Short problem: Pick out every line in the rows below that contains the word "bowl" and copy each one. Match its case exactly.

..........

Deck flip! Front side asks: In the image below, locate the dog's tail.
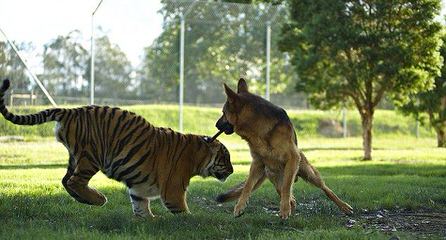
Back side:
[215,176,266,203]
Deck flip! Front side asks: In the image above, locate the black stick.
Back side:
[208,130,223,143]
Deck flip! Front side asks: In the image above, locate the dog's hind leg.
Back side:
[297,152,353,215]
[234,158,265,217]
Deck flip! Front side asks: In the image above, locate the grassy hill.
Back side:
[0,105,434,137]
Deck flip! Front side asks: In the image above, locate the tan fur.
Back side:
[217,79,352,219]
[0,81,233,216]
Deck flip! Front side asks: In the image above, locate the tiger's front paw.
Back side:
[280,201,291,220]
[234,202,246,217]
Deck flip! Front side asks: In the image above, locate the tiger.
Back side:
[0,79,233,217]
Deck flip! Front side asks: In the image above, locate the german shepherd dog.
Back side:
[216,79,353,219]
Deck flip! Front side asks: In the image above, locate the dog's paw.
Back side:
[234,202,246,217]
[290,196,297,212]
[280,201,291,220]
[339,202,353,215]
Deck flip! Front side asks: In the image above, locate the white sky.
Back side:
[0,0,446,68]
[0,0,162,65]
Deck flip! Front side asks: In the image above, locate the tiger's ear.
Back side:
[237,78,248,93]
[223,83,238,103]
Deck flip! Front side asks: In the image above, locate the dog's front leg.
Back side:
[280,151,300,219]
[234,158,265,217]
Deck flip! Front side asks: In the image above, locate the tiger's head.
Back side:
[200,137,234,182]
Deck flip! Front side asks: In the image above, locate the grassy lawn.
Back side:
[0,136,446,239]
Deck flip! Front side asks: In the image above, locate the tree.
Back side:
[0,42,33,91]
[139,0,295,103]
[84,33,135,99]
[40,30,89,96]
[281,0,441,160]
[400,32,446,148]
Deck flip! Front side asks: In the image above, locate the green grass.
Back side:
[0,136,446,239]
[0,105,434,137]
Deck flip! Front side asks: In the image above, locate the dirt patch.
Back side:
[345,209,446,238]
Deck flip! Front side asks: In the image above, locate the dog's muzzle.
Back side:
[215,116,234,135]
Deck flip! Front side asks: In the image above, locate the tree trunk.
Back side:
[361,112,373,160]
[435,128,446,148]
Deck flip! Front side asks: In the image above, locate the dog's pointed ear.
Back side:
[237,78,248,93]
[223,83,238,103]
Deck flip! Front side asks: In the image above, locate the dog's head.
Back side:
[215,78,250,135]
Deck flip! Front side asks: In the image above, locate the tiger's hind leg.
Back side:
[67,157,107,206]
[129,185,155,217]
[62,155,88,204]
[130,193,155,218]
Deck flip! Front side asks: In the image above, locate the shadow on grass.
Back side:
[317,164,446,177]
[0,163,67,170]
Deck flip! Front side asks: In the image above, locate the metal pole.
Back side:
[90,0,103,105]
[90,14,94,105]
[179,14,185,132]
[415,120,420,138]
[265,21,271,101]
[0,28,57,107]
[342,107,347,138]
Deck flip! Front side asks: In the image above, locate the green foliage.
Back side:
[400,34,446,147]
[0,138,446,239]
[0,105,432,137]
[39,30,89,96]
[0,41,32,92]
[281,0,441,108]
[139,1,297,104]
[281,0,442,160]
[84,31,136,98]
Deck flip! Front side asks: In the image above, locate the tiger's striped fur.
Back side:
[0,80,233,216]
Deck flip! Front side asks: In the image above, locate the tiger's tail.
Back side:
[0,79,64,125]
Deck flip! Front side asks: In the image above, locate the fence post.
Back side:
[179,14,185,132]
[9,90,14,108]
[265,21,271,101]
[342,107,347,138]
[415,120,420,138]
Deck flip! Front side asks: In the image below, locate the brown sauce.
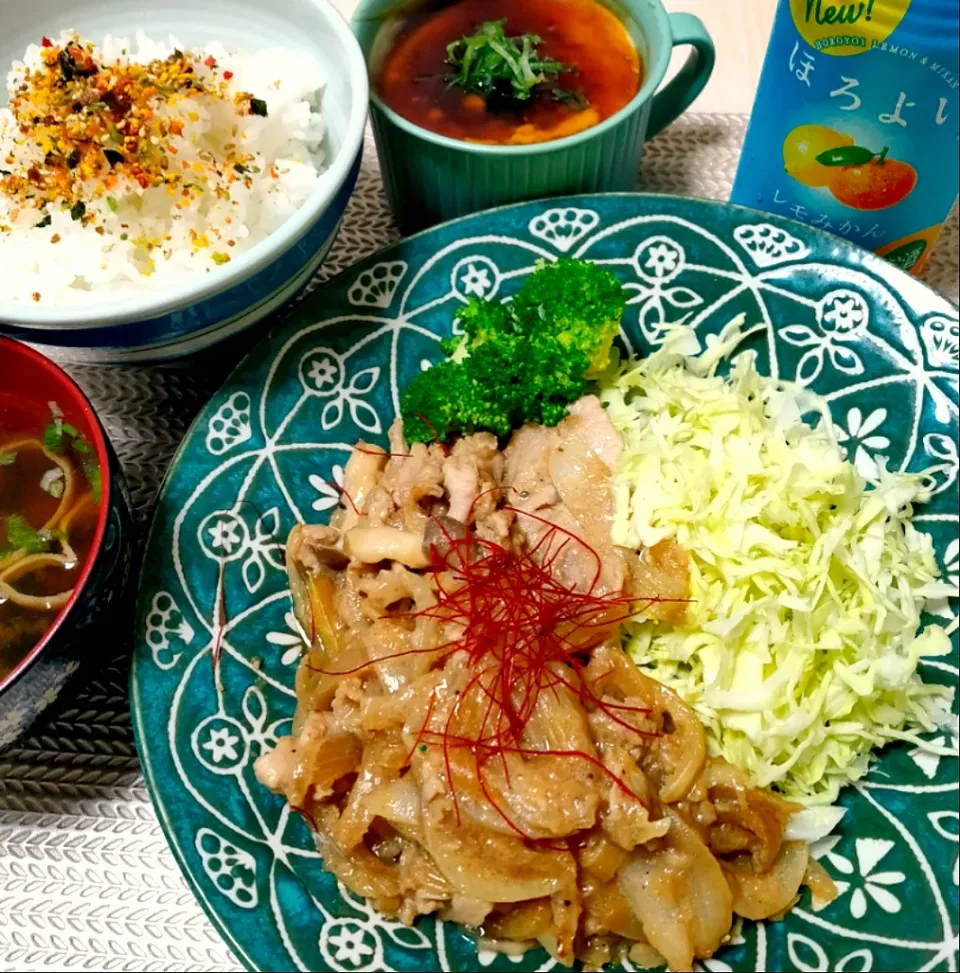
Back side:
[376,0,642,145]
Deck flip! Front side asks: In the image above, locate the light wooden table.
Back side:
[334,0,776,114]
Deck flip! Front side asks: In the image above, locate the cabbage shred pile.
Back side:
[602,319,956,805]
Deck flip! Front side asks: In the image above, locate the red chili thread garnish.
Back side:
[211,558,227,686]
[290,804,320,834]
[309,504,686,844]
[417,412,450,456]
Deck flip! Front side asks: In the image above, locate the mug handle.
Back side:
[647,13,716,139]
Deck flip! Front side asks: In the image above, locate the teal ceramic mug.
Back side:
[352,0,714,233]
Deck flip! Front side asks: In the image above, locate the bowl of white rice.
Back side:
[0,0,368,362]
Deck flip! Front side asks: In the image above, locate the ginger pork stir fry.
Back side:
[256,397,832,970]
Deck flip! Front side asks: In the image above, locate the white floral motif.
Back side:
[319,919,383,973]
[923,432,960,493]
[194,828,258,909]
[777,288,870,385]
[623,236,703,344]
[943,537,960,588]
[201,727,240,764]
[927,811,960,885]
[450,256,500,301]
[320,365,383,435]
[633,236,686,284]
[307,358,337,389]
[300,347,344,398]
[347,260,407,308]
[207,392,253,456]
[243,507,285,594]
[307,463,343,510]
[207,520,240,554]
[528,206,600,253]
[197,510,250,562]
[144,591,196,669]
[733,223,810,268]
[920,314,960,371]
[833,406,890,480]
[787,932,873,973]
[814,835,906,919]
[817,289,870,341]
[330,923,374,967]
[267,611,305,666]
[191,713,247,774]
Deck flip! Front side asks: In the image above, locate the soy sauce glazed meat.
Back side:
[256,397,833,970]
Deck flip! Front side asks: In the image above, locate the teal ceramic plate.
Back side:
[131,195,960,973]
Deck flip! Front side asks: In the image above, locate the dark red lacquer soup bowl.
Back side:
[0,337,132,746]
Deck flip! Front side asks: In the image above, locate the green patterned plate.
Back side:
[131,195,960,973]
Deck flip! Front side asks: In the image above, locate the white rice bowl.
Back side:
[0,31,328,306]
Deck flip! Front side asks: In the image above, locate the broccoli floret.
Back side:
[401,260,626,442]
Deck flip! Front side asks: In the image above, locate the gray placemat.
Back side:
[0,114,960,973]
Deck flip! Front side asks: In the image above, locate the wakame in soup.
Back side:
[376,0,642,145]
[0,400,101,680]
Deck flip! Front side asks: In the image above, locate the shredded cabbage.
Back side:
[601,317,957,805]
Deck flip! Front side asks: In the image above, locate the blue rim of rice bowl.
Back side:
[0,12,369,334]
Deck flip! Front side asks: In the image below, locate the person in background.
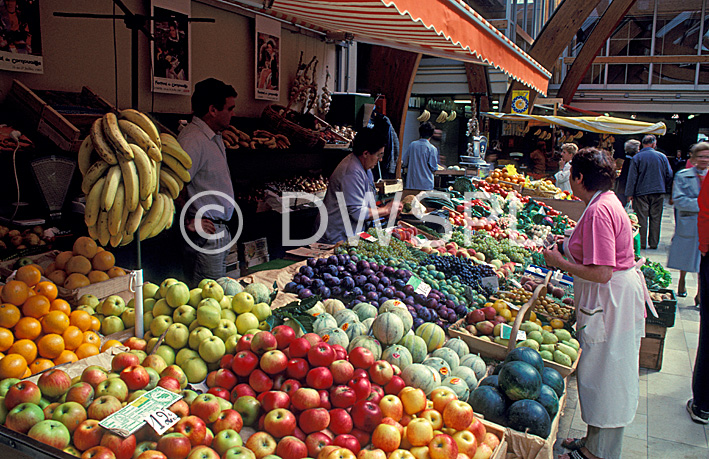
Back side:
[687,142,709,424]
[401,122,438,191]
[177,78,237,287]
[543,148,652,459]
[625,134,672,249]
[315,128,402,244]
[667,142,709,304]
[554,143,579,194]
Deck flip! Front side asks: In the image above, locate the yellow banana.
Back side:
[81,159,109,194]
[118,157,140,212]
[101,166,121,211]
[84,177,106,226]
[89,118,118,165]
[118,120,162,161]
[76,135,94,175]
[121,108,162,149]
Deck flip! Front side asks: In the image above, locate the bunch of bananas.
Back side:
[78,109,192,247]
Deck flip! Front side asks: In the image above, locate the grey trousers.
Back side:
[633,193,665,249]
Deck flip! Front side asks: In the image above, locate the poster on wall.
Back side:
[255,16,281,100]
[152,0,192,95]
[0,0,44,73]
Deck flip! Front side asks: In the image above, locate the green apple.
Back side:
[187,327,214,351]
[198,336,226,363]
[180,357,208,384]
[165,322,190,349]
[172,304,197,327]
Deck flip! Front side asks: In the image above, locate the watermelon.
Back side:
[382,344,414,370]
[313,312,337,334]
[217,277,244,296]
[431,347,460,370]
[416,322,446,352]
[504,347,544,375]
[502,400,551,438]
[542,367,565,398]
[352,303,378,320]
[498,362,542,400]
[347,335,382,360]
[399,335,428,363]
[244,282,271,304]
[537,384,559,419]
[372,312,404,345]
[401,363,436,395]
[318,328,350,349]
[443,338,470,359]
[470,386,507,425]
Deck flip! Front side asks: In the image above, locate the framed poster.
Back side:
[254,16,281,100]
[152,0,192,95]
[0,0,44,73]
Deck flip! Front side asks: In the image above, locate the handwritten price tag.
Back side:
[143,408,180,435]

..........

Written response:
Deck flip! Front side asks: In the image above, locate the bowl of white rice.
Deck flip! Front side asks: In the image above, locate the dark red lacquer soup bowl.
Deck flip! Front side asks: In the image above, locate the white rice bowl.
Deck flip! Front side asks: In the image above, locate the blue rim of rice bowl.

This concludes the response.